Task goal:
Edit the material below by swapping "large lotus leaf" for "broad floating leaf" and reproduce every other line unchanged.

Data shown:
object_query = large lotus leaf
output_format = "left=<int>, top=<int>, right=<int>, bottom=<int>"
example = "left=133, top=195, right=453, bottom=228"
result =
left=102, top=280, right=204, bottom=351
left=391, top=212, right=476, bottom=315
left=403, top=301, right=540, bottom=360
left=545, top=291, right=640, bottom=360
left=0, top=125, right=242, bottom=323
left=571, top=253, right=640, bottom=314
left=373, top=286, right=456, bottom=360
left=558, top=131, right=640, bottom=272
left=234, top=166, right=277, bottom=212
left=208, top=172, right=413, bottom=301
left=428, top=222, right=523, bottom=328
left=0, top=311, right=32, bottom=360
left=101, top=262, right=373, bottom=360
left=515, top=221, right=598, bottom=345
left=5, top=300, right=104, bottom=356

Complete answer:
object_query = broad floating leaf
output_format = "left=<int>, top=<int>, right=<int>, bottom=<int>"
example = "left=133, top=195, right=453, bottom=228"
result =
left=102, top=280, right=204, bottom=351
left=391, top=212, right=476, bottom=315
left=403, top=301, right=540, bottom=360
left=545, top=291, right=640, bottom=360
left=0, top=125, right=242, bottom=323
left=571, top=253, right=640, bottom=314
left=373, top=286, right=456, bottom=360
left=558, top=131, right=640, bottom=272
left=234, top=166, right=277, bottom=212
left=208, top=172, right=413, bottom=301
left=428, top=222, right=523, bottom=328
left=0, top=311, right=32, bottom=360
left=101, top=262, right=373, bottom=360
left=515, top=221, right=598, bottom=345
left=5, top=300, right=104, bottom=356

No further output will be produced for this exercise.